Here's something you should know right off the bat: The redevelopment of Fort Monmouth is a slow process. Slow, like Department of Motor Vehicles — pre-Christie Whitman — slow.
There is a lot of filling out of forms and waiting around with a lot of veiled and mysterious movements behind the counter. And that's before any property gets sold or redeveloped. Or before a new job is created there.
The latest bit of bureaucracy that redevelopers need to navigate is the Economic Development Conveyance. The EDC is what we would call a business plan and it's chock full of information about the future of that 1,126-acre ghost town in our backyard. Including how redevelopers intend to replace the almost 10,000 jobs estimated to have been lost when the Army pulled up stakes.
The feds require redevelopers, who are known at the Fort Monmouth Economic Revitalization Authority (FMERA), to submit this business plan for approval before things get rolling.
Patch wants you to be informed so we are linking this story to this business plan that it published on FMERA's Web site.

========

= REQUIREMENT 1 =
How many lines in the entries below contain the string "black"? The match is case-sensitive. Reply with the number only.

= TASK INPUTS =

========

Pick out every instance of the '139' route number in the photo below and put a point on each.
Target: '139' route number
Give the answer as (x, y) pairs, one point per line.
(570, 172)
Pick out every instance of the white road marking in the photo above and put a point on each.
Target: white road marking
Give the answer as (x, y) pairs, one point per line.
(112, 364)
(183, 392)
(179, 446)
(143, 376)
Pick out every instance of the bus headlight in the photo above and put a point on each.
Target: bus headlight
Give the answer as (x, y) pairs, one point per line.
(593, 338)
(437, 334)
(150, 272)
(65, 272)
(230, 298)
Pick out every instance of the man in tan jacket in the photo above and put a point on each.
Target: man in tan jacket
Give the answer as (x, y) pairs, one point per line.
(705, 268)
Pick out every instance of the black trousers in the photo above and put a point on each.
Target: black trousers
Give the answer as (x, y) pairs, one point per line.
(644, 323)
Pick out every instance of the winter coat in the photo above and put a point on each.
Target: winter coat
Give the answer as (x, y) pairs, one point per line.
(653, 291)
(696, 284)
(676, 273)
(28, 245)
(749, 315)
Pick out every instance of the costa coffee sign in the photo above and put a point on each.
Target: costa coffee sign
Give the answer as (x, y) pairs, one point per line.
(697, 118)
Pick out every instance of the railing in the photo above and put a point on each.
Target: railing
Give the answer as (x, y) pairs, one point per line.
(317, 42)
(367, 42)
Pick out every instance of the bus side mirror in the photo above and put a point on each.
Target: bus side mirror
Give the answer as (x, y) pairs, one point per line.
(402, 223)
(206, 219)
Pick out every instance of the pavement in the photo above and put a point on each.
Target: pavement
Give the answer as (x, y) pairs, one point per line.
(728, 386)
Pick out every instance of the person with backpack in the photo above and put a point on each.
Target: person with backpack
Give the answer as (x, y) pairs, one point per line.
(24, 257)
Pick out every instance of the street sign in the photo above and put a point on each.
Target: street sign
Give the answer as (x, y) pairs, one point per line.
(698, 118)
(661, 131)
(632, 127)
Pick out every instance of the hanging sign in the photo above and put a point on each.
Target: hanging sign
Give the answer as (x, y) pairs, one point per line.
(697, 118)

========

= REQUIREMENT 2 =
Translate this sentence from the Fort Monmouth article into Spanish: "There is a lot of filling out of forms and waiting around with a lot of veiled and mysterious movements behind the counter."

= EXERCISE ANSWER 1 =
2

= EXERCISE ANSWER 2 =
Hay que rellenar muchos formularios y esperar mucho, con muchos movimientos velados y misteriosos detrás del mostrador.